[start]
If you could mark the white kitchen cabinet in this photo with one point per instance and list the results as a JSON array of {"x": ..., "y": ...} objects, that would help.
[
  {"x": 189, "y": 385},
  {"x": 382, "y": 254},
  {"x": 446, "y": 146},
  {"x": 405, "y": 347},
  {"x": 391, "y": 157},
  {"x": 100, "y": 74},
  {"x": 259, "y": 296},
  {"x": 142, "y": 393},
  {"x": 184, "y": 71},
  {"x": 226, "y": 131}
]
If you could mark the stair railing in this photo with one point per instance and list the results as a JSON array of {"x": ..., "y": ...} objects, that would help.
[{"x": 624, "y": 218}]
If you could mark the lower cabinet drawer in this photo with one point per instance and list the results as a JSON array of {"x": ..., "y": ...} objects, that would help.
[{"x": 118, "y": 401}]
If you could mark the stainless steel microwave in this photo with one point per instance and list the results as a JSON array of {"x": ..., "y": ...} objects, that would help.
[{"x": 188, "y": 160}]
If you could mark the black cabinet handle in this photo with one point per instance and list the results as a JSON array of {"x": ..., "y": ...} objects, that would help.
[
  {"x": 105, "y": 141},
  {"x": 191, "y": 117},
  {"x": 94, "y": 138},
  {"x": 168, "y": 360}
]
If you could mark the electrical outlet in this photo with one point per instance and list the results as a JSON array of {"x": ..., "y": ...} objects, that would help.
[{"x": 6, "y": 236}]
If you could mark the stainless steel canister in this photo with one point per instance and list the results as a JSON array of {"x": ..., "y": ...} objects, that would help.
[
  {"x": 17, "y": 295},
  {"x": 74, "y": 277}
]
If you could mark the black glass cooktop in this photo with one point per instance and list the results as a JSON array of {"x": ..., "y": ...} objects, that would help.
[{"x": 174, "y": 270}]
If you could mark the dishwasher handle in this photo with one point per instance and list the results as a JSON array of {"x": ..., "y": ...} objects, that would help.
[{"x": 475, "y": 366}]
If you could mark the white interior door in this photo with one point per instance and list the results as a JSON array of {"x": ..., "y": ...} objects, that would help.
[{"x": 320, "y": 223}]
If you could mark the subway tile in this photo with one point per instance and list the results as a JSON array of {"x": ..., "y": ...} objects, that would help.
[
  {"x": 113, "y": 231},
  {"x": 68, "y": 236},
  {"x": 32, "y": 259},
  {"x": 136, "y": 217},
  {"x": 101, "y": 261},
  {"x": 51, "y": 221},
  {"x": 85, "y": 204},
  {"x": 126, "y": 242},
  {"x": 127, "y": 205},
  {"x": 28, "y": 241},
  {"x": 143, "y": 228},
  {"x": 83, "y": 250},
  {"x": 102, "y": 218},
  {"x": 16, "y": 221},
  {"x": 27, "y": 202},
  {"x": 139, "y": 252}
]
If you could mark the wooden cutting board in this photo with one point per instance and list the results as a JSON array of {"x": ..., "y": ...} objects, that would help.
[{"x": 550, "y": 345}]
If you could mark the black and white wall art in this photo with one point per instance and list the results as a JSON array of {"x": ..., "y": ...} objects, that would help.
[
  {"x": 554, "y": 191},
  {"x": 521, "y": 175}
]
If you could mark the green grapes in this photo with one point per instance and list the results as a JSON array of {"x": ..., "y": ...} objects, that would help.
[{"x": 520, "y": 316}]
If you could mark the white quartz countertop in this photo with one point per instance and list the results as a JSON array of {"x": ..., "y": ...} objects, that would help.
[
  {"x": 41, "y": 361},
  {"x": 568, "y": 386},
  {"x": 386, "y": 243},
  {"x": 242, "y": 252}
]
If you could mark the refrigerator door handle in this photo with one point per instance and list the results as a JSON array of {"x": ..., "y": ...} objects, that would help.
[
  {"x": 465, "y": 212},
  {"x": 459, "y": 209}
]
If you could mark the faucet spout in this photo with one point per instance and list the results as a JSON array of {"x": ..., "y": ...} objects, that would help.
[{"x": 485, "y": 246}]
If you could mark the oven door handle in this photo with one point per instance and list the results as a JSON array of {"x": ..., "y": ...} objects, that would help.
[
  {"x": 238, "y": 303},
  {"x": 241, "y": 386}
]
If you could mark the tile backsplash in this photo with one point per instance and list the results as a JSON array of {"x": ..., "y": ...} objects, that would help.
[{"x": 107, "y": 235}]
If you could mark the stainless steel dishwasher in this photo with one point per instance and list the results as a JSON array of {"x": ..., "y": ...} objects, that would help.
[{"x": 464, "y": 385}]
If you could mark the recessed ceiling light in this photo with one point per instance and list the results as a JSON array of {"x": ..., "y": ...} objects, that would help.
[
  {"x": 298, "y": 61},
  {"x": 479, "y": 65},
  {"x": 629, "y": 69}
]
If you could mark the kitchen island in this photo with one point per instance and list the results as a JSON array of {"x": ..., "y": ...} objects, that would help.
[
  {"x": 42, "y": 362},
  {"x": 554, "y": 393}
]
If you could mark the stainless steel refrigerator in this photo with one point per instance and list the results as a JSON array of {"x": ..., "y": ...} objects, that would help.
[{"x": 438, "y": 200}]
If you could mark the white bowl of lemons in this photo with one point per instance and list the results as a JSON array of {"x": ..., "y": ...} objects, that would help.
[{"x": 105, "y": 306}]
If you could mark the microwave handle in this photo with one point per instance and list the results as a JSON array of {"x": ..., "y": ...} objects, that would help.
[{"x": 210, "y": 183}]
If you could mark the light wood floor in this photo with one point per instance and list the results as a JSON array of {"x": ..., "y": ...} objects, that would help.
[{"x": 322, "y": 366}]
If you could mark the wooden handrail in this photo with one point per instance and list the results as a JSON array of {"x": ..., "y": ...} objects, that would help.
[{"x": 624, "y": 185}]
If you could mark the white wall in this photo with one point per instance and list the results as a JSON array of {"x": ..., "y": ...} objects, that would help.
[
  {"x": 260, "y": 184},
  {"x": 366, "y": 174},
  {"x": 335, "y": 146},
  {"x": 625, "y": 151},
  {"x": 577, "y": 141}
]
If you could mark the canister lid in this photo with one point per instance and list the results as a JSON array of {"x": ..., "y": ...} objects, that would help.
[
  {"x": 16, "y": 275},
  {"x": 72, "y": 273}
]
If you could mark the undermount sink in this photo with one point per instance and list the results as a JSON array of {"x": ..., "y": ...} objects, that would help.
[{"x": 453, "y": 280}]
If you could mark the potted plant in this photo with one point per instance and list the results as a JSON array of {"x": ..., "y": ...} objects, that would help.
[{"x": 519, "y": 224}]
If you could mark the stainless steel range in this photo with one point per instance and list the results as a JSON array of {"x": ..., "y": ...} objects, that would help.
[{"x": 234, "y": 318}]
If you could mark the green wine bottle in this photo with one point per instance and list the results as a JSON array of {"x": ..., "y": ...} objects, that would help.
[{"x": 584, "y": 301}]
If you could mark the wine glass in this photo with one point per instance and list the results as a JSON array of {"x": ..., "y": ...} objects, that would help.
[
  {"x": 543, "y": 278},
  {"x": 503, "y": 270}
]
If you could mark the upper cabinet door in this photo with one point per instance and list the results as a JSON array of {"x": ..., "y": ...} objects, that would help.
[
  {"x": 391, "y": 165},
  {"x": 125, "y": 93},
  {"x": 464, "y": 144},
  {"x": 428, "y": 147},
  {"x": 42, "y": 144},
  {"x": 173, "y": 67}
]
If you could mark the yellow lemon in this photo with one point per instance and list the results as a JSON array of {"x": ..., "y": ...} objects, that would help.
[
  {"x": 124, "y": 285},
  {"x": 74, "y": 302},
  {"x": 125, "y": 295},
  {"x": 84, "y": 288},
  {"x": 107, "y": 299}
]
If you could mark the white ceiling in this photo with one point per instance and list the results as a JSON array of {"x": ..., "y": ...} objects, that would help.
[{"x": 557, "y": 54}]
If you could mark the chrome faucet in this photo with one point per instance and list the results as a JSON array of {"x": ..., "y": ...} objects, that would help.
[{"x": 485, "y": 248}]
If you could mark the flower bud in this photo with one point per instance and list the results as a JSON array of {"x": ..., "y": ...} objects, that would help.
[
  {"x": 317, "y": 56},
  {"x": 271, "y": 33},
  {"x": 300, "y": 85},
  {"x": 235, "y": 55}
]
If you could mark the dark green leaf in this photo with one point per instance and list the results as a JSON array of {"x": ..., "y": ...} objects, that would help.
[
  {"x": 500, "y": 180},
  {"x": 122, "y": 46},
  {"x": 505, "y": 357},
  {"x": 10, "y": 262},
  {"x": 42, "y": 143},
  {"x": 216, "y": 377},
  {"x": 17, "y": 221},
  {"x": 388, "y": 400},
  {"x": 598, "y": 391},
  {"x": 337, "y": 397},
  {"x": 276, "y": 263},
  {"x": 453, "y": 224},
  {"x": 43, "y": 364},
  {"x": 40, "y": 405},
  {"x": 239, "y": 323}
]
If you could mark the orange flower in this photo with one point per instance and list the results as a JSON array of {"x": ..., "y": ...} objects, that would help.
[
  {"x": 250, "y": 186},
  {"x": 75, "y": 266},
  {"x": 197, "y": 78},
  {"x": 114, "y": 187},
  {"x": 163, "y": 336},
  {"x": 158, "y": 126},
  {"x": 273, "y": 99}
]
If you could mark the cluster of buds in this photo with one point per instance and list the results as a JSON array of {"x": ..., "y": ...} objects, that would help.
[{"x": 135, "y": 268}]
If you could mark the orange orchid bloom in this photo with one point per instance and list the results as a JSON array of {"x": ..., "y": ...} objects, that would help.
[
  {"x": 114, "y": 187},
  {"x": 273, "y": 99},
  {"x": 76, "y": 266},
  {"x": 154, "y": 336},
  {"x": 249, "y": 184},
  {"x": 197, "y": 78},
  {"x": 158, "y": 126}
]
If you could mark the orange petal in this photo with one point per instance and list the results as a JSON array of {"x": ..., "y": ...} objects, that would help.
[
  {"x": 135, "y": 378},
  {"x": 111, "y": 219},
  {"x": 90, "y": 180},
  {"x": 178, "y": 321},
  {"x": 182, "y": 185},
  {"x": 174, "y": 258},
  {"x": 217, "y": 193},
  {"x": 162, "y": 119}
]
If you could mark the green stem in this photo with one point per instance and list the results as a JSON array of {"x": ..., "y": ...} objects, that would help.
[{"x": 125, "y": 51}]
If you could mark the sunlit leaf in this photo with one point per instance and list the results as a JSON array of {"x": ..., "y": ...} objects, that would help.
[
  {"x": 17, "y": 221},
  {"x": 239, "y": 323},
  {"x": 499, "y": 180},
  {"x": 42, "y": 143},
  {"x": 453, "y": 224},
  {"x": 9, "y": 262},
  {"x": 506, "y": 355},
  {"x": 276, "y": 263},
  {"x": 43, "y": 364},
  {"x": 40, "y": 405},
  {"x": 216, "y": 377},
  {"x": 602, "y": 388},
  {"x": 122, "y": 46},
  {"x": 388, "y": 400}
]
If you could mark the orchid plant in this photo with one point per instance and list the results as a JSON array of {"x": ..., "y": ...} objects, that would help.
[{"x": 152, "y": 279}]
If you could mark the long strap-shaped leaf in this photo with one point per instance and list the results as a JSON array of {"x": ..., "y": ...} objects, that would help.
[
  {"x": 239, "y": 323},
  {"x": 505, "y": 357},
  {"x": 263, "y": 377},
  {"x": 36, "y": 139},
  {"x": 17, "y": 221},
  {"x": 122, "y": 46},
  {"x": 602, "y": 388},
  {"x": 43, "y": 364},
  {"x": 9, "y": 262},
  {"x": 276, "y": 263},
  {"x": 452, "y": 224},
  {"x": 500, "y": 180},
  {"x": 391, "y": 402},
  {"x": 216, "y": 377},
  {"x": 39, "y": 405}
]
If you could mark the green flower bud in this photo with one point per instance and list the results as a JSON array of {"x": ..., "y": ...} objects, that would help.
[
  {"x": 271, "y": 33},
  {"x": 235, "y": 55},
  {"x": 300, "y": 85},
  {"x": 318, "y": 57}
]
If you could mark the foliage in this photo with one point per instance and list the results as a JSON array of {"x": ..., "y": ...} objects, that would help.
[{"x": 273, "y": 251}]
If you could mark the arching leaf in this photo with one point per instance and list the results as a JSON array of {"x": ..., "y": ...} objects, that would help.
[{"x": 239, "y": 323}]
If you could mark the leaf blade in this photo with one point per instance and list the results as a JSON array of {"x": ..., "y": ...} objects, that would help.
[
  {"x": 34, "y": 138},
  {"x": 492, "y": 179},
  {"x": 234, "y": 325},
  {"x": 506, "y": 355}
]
[end]
● Goal of the exercise: The required output is the span of lines from the one containing "If you could mark the foliage" to the last line, reproduced character for character.

● Exercise result:
If you could mark the foliage in this photo with one point per instance and list the results as a JSON array of {"x": ..., "y": ...} objects, that would help.
[{"x": 273, "y": 251}]
If you could mark the arching leaf in this photo with one point per instance and list the results as a JSON array of {"x": ..., "y": ...} objects, that would help.
[{"x": 239, "y": 323}]
If you could mark the leaf blade in this photo with one point per instance and list the results as a JSON array of {"x": ..., "y": ...} objects, that would help.
[
  {"x": 34, "y": 138},
  {"x": 492, "y": 179},
  {"x": 234, "y": 325},
  {"x": 506, "y": 355}
]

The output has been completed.